◆ **Source document**:
-------------------------
Background information
- Born: Øystein Ringsby 16 February 1961 (age 65)
- Genres: Hard rock, glam metal
- Instrument: Bass guitar

= Sid Ringsby =

Norwegian bassist (born 1961)

Øystein "Sid" Ringsby (born 16 February 1961) is a Norwegian bassist best known for playing with Road, TinDrum, The Snakes, TNT, Ken Hensley, Wild Willy's Gang and JORN, Jørn Lande's solo band.
His recording rock career started 1984 as he became a member of the band Road, and since then he has been in bands such as Tindrum, The Snakes, Diezel, Jorn, Vestlandsfanden, Ken Hensley & Live Fire and TNT.
He is recognized as one of the most versatile bassplayers in the Norwegian Rock scene, with a lot of other recording artists to his credit

== Equipment ==
Sid mostly uses Stuart Spector basses, both NS-2 basses made in the US and NS-4 and Euro 4LX models made in the Czech Republic. He uses Ampeg SVT-CL heads and Ampeg Enclosures.
-------------------------
◆ **Record extracts**:
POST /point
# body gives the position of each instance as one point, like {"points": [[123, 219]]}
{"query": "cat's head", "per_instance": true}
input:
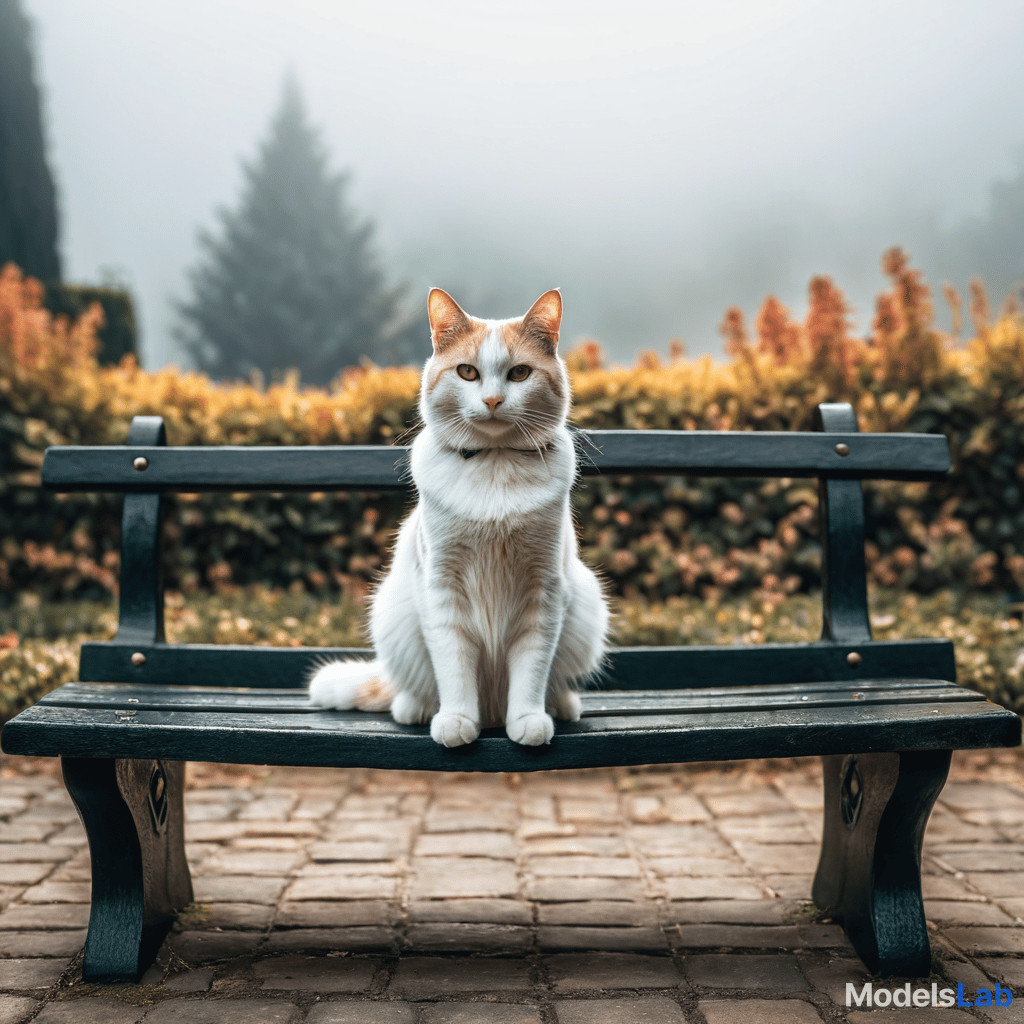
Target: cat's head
{"points": [[495, 383]]}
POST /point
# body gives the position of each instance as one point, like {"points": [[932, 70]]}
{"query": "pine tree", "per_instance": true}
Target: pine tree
{"points": [[292, 281], [28, 205]]}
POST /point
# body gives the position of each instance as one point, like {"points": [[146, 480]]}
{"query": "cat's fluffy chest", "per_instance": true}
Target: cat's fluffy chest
{"points": [[498, 486]]}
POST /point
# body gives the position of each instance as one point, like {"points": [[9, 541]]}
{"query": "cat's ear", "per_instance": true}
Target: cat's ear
{"points": [[446, 318], [544, 321]]}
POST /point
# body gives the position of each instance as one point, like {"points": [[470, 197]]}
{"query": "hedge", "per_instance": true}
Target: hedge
{"points": [[653, 538]]}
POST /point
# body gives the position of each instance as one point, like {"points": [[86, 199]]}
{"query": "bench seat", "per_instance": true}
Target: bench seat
{"points": [[884, 715], [281, 727]]}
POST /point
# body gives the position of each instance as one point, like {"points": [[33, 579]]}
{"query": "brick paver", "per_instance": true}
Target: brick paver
{"points": [[652, 896]]}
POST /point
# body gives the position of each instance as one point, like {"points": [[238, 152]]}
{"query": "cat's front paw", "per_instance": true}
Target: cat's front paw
{"points": [[530, 730], [453, 730]]}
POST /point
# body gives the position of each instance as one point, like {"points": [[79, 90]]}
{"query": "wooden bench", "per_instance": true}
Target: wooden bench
{"points": [[885, 716]]}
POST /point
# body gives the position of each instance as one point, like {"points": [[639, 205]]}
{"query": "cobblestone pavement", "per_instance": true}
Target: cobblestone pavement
{"points": [[653, 896]]}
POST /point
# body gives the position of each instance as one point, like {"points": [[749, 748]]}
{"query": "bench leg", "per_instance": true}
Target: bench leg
{"points": [[133, 815], [868, 878]]}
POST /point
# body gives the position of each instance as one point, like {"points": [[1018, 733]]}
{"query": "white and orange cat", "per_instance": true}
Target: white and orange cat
{"points": [[486, 616]]}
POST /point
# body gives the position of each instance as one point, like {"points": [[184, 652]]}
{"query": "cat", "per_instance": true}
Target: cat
{"points": [[486, 615]]}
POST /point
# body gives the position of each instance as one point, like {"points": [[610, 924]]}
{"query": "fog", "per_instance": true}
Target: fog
{"points": [[656, 161]]}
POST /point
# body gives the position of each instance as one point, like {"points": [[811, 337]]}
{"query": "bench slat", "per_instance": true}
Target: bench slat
{"points": [[695, 453], [126, 696], [121, 697], [629, 668], [359, 739]]}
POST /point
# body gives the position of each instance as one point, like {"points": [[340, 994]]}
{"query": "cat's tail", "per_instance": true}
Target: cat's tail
{"points": [[348, 685]]}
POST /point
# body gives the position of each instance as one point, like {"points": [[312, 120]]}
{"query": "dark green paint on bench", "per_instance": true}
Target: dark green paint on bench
{"points": [[883, 715]]}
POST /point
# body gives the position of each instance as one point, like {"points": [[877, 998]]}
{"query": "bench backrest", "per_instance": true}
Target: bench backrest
{"points": [[837, 455]]}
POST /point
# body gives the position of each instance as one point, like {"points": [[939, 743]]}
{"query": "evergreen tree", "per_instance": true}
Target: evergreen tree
{"points": [[292, 280], [28, 204]]}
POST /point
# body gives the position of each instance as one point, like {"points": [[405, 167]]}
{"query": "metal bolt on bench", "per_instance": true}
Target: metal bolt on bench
{"points": [[885, 716]]}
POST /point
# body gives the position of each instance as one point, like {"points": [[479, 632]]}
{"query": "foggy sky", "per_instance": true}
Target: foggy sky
{"points": [[657, 161]]}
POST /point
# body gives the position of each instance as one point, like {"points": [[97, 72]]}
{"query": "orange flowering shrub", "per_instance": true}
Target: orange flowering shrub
{"points": [[653, 538]]}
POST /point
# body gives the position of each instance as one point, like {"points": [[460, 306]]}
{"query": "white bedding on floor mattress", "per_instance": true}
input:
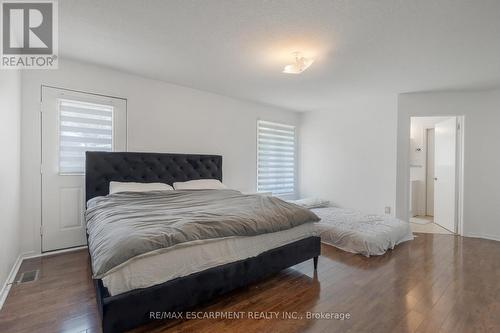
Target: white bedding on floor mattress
{"points": [[356, 232], [188, 258]]}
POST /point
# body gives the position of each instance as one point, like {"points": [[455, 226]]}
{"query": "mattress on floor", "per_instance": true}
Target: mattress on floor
{"points": [[188, 258], [356, 232]]}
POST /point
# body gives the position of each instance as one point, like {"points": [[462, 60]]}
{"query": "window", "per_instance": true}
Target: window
{"points": [[82, 126], [275, 158]]}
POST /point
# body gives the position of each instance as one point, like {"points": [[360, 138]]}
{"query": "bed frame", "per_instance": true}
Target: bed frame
{"points": [[128, 310]]}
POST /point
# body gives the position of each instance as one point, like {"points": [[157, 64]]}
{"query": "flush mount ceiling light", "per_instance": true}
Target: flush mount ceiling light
{"points": [[301, 64]]}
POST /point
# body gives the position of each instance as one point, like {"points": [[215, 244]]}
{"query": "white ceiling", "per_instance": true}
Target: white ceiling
{"points": [[238, 47]]}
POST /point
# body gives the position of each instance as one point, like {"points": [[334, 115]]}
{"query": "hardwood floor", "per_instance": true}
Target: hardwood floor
{"points": [[435, 283]]}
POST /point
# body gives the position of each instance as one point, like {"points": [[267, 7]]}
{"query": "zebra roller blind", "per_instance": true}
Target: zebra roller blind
{"points": [[276, 167], [82, 126]]}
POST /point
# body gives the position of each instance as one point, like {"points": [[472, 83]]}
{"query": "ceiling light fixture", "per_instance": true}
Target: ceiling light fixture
{"points": [[300, 65]]}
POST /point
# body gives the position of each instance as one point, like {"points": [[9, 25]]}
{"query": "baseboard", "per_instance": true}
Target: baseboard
{"points": [[15, 268], [490, 237], [10, 279]]}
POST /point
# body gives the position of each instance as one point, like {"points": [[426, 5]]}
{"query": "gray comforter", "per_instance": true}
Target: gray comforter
{"points": [[124, 225]]}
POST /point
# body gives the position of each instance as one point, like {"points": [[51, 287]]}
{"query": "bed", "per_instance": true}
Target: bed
{"points": [[186, 274], [355, 232]]}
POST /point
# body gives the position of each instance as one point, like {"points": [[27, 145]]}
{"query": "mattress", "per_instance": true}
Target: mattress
{"points": [[187, 258], [356, 232]]}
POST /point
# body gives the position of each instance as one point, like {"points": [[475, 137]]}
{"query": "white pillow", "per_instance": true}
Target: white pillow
{"points": [[115, 187], [200, 184], [311, 203]]}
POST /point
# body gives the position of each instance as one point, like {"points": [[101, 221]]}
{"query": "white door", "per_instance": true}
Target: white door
{"points": [[430, 173], [445, 148], [72, 123]]}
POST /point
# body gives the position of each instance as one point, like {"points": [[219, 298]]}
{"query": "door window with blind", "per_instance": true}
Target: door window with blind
{"points": [[276, 158], [73, 123], [82, 126]]}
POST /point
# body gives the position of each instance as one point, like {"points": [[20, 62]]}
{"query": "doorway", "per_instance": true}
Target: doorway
{"points": [[435, 152]]}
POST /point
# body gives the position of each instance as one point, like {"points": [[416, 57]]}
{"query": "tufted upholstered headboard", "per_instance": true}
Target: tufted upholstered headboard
{"points": [[103, 167]]}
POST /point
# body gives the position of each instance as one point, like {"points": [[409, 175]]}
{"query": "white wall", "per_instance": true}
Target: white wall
{"points": [[418, 159], [348, 154], [481, 109], [10, 120], [162, 117]]}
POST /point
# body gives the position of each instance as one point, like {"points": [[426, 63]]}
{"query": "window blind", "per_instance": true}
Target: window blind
{"points": [[275, 158], [82, 126]]}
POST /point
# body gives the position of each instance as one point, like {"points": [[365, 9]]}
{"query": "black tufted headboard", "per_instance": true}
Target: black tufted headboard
{"points": [[103, 167]]}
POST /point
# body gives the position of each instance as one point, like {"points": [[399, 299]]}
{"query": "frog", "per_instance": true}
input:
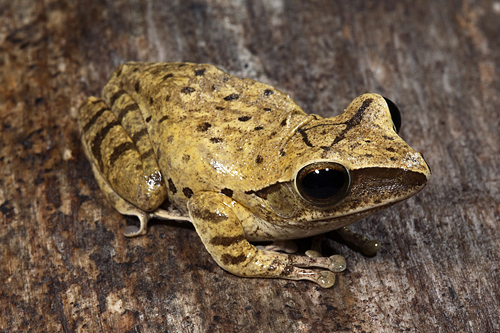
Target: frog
{"points": [[242, 162]]}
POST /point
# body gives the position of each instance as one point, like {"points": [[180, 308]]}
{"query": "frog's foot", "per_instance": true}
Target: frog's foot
{"points": [[286, 246], [214, 216], [357, 242], [315, 250]]}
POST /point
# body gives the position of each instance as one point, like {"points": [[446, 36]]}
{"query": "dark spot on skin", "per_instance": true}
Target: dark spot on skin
{"points": [[129, 108], [204, 127], [216, 140], [155, 179], [96, 142], [228, 259], [187, 90], [227, 192], [94, 119], [231, 97], [287, 270], [171, 186], [138, 135], [162, 119], [119, 151], [209, 216], [188, 193], [305, 138], [147, 154], [200, 72], [263, 193], [115, 96], [226, 241]]}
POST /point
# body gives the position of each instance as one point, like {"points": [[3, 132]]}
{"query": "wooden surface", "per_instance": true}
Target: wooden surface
{"points": [[64, 263]]}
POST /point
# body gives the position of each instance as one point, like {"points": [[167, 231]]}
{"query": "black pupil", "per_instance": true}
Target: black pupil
{"points": [[395, 114], [323, 183]]}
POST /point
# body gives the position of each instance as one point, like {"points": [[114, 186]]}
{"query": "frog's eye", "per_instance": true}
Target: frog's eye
{"points": [[323, 183], [395, 114]]}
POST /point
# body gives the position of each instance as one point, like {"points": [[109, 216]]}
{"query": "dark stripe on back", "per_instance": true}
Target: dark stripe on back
{"points": [[354, 121], [94, 119], [137, 136], [119, 151], [127, 109], [226, 241], [96, 142]]}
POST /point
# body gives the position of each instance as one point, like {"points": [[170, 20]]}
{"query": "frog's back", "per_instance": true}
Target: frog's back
{"points": [[210, 130]]}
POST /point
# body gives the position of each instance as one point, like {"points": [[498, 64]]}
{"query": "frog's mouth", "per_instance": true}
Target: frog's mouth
{"points": [[373, 189]]}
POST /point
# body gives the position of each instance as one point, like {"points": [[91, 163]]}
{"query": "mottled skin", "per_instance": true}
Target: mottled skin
{"points": [[224, 152]]}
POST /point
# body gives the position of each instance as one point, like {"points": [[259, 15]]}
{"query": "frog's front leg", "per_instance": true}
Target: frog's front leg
{"points": [[216, 222]]}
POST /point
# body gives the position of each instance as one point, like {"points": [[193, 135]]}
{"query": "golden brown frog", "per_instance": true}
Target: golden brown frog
{"points": [[243, 162]]}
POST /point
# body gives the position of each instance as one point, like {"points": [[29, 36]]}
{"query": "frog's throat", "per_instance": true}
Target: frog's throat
{"points": [[289, 132]]}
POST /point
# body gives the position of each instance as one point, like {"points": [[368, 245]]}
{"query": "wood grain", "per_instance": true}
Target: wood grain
{"points": [[64, 264]]}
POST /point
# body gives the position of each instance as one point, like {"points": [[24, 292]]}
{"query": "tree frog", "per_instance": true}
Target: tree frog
{"points": [[243, 162]]}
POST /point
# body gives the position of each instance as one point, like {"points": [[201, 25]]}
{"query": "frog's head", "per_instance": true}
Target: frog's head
{"points": [[349, 166]]}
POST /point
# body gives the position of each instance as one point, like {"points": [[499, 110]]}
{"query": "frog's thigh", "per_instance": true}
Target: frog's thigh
{"points": [[214, 218], [131, 118], [121, 173]]}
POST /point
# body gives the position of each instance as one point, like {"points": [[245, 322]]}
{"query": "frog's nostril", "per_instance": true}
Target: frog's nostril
{"points": [[428, 166]]}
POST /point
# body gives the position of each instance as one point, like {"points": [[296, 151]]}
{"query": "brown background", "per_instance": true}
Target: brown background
{"points": [[64, 264]]}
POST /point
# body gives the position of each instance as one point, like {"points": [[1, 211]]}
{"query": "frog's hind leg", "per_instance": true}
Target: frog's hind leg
{"points": [[123, 160]]}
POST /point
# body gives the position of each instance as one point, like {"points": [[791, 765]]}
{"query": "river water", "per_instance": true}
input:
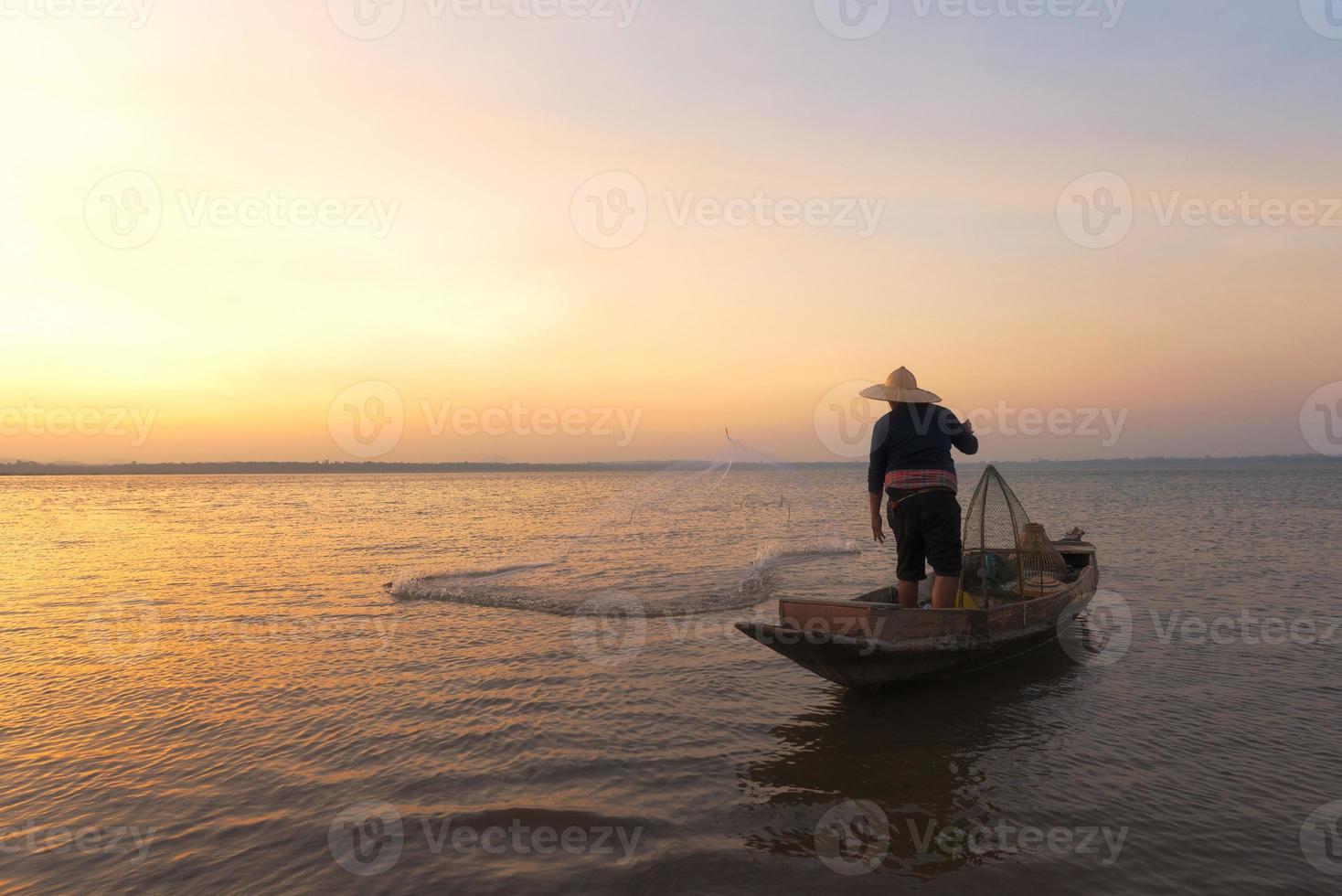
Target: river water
{"points": [[208, 684]]}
-------------------------
Summarize the Sid Ringsby biography above in two sentences.

◆ **Reply**: Øystein "Sid" Ringsby, born 16 February 1961, is a Norwegian bassist whose recording career began in 1984 with the band Road. He has since played with acts including TinDrum, The Snakes, TNT, Ken Hensley & Live Fire and Jørn Lande's solo band JORN, and he is recognized as one of the most versatile bass players in the Norwegian rock scene.